Problem description: Write out the listing below in full and exactly, leaving out every picture.

--------------------------------

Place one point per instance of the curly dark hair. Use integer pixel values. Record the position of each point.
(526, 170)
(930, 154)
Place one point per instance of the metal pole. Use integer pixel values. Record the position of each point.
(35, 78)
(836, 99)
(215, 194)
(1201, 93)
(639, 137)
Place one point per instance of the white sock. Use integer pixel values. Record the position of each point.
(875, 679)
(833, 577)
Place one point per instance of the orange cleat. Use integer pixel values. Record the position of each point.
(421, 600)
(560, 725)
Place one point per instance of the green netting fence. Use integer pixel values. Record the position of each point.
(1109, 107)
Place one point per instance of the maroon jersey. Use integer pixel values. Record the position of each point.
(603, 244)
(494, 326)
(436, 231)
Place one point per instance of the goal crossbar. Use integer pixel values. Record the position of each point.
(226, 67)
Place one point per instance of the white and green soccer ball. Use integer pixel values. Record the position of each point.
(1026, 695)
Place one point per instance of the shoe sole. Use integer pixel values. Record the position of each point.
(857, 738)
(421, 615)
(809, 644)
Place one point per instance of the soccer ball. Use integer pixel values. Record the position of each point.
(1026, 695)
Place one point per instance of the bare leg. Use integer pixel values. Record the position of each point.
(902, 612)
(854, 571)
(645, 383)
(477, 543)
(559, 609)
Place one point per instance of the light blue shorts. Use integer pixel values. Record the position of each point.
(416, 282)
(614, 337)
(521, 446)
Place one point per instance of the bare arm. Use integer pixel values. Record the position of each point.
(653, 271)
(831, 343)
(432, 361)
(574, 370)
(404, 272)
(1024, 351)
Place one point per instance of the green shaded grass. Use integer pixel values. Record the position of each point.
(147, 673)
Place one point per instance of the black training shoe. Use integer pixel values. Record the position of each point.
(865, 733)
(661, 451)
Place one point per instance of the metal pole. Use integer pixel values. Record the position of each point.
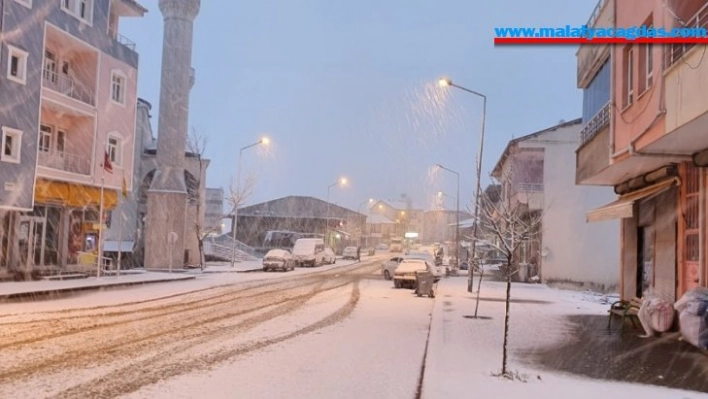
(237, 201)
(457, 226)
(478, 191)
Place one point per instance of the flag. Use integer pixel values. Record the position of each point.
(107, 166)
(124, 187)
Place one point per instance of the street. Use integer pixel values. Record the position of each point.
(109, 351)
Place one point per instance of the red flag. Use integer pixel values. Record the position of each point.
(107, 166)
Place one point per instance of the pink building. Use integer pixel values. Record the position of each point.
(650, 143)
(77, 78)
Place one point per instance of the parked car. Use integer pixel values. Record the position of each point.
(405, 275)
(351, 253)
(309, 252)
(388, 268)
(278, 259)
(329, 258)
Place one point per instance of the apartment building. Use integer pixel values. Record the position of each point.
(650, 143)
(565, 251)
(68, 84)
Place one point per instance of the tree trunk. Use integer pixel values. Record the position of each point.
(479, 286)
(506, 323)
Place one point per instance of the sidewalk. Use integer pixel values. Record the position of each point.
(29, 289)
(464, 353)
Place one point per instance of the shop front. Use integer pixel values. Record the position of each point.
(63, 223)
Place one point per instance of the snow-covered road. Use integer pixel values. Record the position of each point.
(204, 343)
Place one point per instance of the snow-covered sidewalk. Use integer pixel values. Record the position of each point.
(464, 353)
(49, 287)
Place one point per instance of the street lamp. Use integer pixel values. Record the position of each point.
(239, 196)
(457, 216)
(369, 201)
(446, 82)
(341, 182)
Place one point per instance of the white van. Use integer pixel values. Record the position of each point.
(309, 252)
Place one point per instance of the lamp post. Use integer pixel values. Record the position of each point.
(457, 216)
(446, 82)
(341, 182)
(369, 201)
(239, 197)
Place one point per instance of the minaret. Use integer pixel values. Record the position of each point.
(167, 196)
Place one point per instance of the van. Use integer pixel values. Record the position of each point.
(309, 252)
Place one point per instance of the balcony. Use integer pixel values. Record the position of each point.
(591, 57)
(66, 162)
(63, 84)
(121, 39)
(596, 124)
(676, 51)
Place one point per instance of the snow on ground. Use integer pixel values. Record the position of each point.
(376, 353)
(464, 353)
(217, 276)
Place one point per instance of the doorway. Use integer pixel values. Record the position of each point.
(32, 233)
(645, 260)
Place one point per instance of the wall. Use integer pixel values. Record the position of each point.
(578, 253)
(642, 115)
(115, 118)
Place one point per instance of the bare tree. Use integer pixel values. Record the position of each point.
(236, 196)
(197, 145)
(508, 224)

--------------------------------

Reply:
Place one point per instance of the curly dark hair. Use integer pixel values. Record the position of each point.
(526, 170)
(930, 154)
Place one point per instance of the metal pole. Use integer pixel values. Record the position of each point.
(35, 78)
(836, 99)
(215, 194)
(1201, 93)
(639, 137)
Place one point per instance of the white sock. Use integer pixel values. Record the position of each point.
(875, 679)
(833, 577)
Place one point per instance of the orange cleat. Use integer pixel values. Record the position of each point.
(421, 600)
(560, 725)
Place one point per instance of the green netting fence. Use integer pixel values. Record the position of each point.
(1109, 107)
Place one point per instance of the maroon jersey. Use integer pixel values. Record the position of each point.
(603, 244)
(494, 326)
(436, 231)
Place one point per instance of the goal crossbar. Use integer pixel values. Record the position of each point.
(226, 67)
Place one point per instance of the white and green soccer ball. Use integer pixel values. Record the position of each point.
(1026, 695)
Place one point per instance of the shoe sole. Use integer pixel values. Record the position of each point.
(857, 738)
(421, 615)
(809, 644)
Place one point per instance of the soccer ball. Use integer pixel values. Record the position of each point.
(1026, 695)
Place one point per instance of the bare leg. Use integer pixel values. Record the position of each point.
(902, 612)
(854, 571)
(645, 383)
(477, 543)
(559, 609)
Place one point per instance of the light blue shorts. Use integer pixel values. Record the position of each point.
(416, 282)
(614, 337)
(521, 446)
Place one point per instance of the bare arm. Use integer pixel values. Record the position of each point.
(653, 271)
(831, 343)
(432, 361)
(574, 370)
(404, 272)
(1024, 351)
Place one point per instance of the green shaded grass. Use integer pixel values. Record the position of each point.
(147, 673)
Place one point per instance of the black training shoe. Use integer pixel values. Record the position of each point.
(865, 733)
(661, 451)
Place one point per instance of the metal pole. Use integer pixel values. Record the position of each point.
(237, 201)
(457, 226)
(478, 191)
Place one point per instance of the flag. Use integer pixel values. Record the position of each point.
(107, 166)
(124, 187)
Place one point per instance of the street. Use integer pixel values. Record the position of each point.
(109, 351)
Place one point per instance of the red flag. Use integer pixel values. Record the position of each point.
(107, 166)
Place one point per instance of the pink building. Use integer pixel values. Record the position of each point.
(650, 143)
(77, 78)
Place one point per instance of the parked car. Use integer pixel values. Record the position of each point.
(405, 275)
(351, 253)
(309, 252)
(388, 268)
(278, 259)
(329, 258)
Place one point per instance of the apartment building. Use integer pixel values. Record the position of each point.
(650, 143)
(565, 251)
(68, 84)
Place one point per instance of the tree trunk. Use integer pixel values. Record the position of each point.
(479, 286)
(506, 323)
Place one point per instance of the sidewalk. Use integer pixel values. Record the position of each point.
(29, 289)
(464, 353)
Place one point per instance of the shop front. Use integer pixel values. Record the position of each point.
(63, 223)
Place one point per instance of the snow-covered road. Use integer pixel values. Record the position of each point.
(204, 343)
Place one point per instance of the snow-covered sidewalk. Use integer pixel values. Record the position of each point.
(464, 353)
(49, 287)
Place one point per instance of the street lamp. Use integer pixel values. Record the position of each point.
(239, 196)
(457, 216)
(369, 201)
(446, 82)
(341, 182)
Place one point per instance of the white van. Use integer pixel values. Record the position of each point.
(309, 252)
Place one point per instance of the lamp post. Use integer pixel values. Record the position of each point.
(457, 216)
(446, 82)
(341, 182)
(369, 201)
(239, 197)
Place one point per instance of the minaret. Use integer pixel values. Record the position of each point.
(167, 196)
Place one point per instance of the van. Use integer pixel values. Record the position of each point.
(309, 252)
Place one point per instance of the balcony. Use integer pixel values. Record the position of each point.
(591, 57)
(66, 162)
(63, 84)
(121, 39)
(596, 124)
(676, 51)
Place one point per instance of the snow on ground. Use integer pixel values. Record the position of each point.
(376, 353)
(464, 353)
(217, 276)
Place one point per instance of the doorway. Use integer pixel values. Record the position of each point.
(32, 233)
(645, 260)
Place one point per instance of the wall. Use integer pixel values. Record the position of each point.
(578, 253)
(642, 115)
(115, 118)
Place one point per instance of the bare tree. Use integer pixel values. Record the position of each point.
(236, 196)
(197, 145)
(508, 224)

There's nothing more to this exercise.